### Instructions for the task:
Transcribe exactly the lines that fall between the one holding "Each <instance> block requires" and the one holding "positive clicks: (611, 628) (462, 645)", inclusive, from the entries below.

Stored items
◇ ◇ ◇ ◇
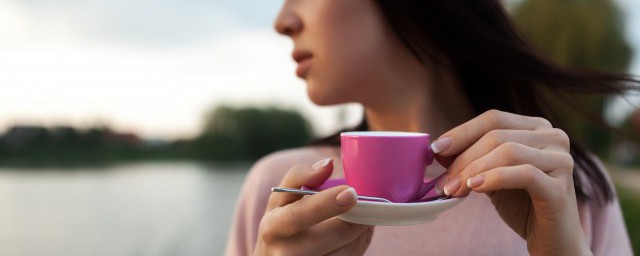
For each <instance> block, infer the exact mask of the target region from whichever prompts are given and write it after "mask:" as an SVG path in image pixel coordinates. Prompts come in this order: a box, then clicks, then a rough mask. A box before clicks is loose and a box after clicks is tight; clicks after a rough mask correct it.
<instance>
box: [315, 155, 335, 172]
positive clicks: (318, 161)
mask: <svg viewBox="0 0 640 256" xmlns="http://www.w3.org/2000/svg"><path fill="white" fill-rule="evenodd" d="M331 160H332V159H331V158H327V159H322V160H320V161H318V162H315V163H314V164H313V165H311V169H313V170H314V171H317V170H319V169H320V168H324V167H327V165H329V162H331Z"/></svg>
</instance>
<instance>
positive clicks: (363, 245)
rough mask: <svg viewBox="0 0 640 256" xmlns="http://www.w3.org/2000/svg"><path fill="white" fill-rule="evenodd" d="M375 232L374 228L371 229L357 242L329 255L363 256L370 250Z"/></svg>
mask: <svg viewBox="0 0 640 256" xmlns="http://www.w3.org/2000/svg"><path fill="white" fill-rule="evenodd" d="M373 232H374V228H373V227H369V228H368V229H367V230H366V231H365V232H363V233H362V234H361V235H360V236H359V237H358V238H357V239H356V240H355V241H353V242H351V243H349V244H346V245H345V246H342V247H340V248H338V249H337V250H334V251H332V252H331V253H329V254H327V255H331V256H351V255H363V254H364V253H365V252H366V251H367V248H369V244H370V243H371V238H373Z"/></svg>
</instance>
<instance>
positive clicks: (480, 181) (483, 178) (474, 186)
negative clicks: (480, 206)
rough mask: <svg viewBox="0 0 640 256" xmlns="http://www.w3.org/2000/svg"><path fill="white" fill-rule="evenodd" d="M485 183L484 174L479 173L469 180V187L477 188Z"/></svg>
mask: <svg viewBox="0 0 640 256" xmlns="http://www.w3.org/2000/svg"><path fill="white" fill-rule="evenodd" d="M482 183H484V176H483V175H478V176H475V177H471V178H469V179H468V180H467V187H469V188H477V187H479V186H480V185H482Z"/></svg>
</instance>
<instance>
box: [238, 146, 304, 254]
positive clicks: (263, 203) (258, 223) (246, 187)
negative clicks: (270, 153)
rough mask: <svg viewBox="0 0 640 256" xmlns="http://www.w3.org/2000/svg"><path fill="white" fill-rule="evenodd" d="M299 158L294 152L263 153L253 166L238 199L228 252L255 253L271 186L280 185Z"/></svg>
mask: <svg viewBox="0 0 640 256" xmlns="http://www.w3.org/2000/svg"><path fill="white" fill-rule="evenodd" d="M298 161H300V160H299V159H297V158H296V157H295V154H292V152H278V153H274V154H271V155H269V156H266V157H264V158H263V159H261V160H260V161H258V162H257V163H256V164H255V165H254V166H253V167H252V168H251V170H250V171H249V173H248V174H247V177H246V178H245V180H244V183H243V185H242V189H241V192H240V195H239V197H238V201H237V202H236V208H235V212H234V215H233V220H232V223H231V227H230V229H229V234H228V236H227V245H226V249H225V255H227V256H236V255H238V256H241V255H252V254H253V251H254V249H255V244H256V241H257V237H258V228H259V226H260V220H261V219H262V216H263V215H264V213H265V210H266V206H267V202H268V200H269V195H270V191H271V187H275V186H278V184H280V181H281V180H282V178H283V177H284V175H285V174H286V173H287V171H288V170H289V169H290V168H291V167H292V165H293V164H294V163H296V162H298Z"/></svg>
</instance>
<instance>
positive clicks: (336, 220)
mask: <svg viewBox="0 0 640 256" xmlns="http://www.w3.org/2000/svg"><path fill="white" fill-rule="evenodd" d="M372 229H373V227H371V226H366V225H359V224H353V223H349V222H344V221H342V220H339V219H336V218H332V219H329V220H327V221H325V222H322V223H320V224H318V225H315V226H314V227H312V228H310V229H308V230H307V231H305V232H303V233H301V234H300V235H299V236H296V237H295V239H293V240H291V241H289V242H291V243H292V244H293V245H294V248H292V249H294V250H295V251H296V252H298V253H299V254H300V255H312V254H313V255H325V254H328V253H330V252H333V251H335V250H336V249H337V248H341V247H345V246H349V245H351V244H353V243H359V241H358V239H360V238H361V237H362V236H363V235H365V234H366V233H369V232H370V230H372ZM303 252H304V253H303Z"/></svg>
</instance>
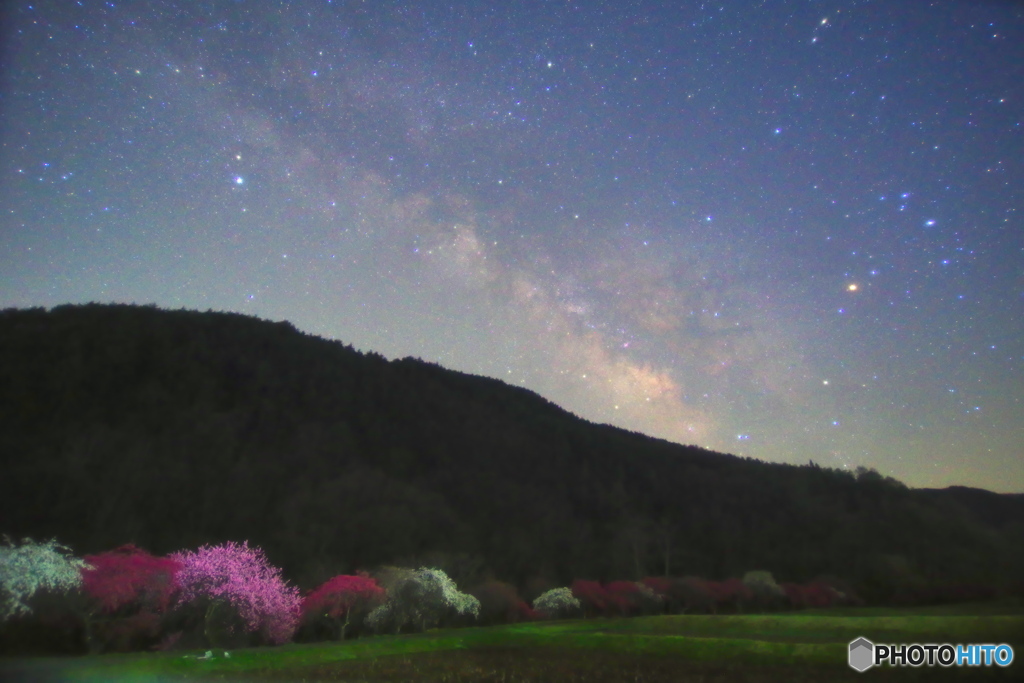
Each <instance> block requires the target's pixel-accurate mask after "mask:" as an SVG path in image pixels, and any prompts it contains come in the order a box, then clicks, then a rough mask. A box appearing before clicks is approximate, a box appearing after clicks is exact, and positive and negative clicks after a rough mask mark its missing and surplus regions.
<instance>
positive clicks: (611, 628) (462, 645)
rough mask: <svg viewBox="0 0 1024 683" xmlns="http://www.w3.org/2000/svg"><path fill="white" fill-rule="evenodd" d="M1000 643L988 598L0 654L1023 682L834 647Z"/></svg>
◇ ◇ ◇ ◇
### Task result:
Each <instance> block requires the target's pixel-accurate mask after "mask:" as an SVG path in image pixels, and any prompts it contains come in the order a box, then clicks, then a rough mask. A box appearing before clicks is approximate, a box appearing after clicks is exact, and positive and negative clicks after a rough mask mark its missing and surplus regions.
<instance>
positive clicks: (611, 628) (462, 645)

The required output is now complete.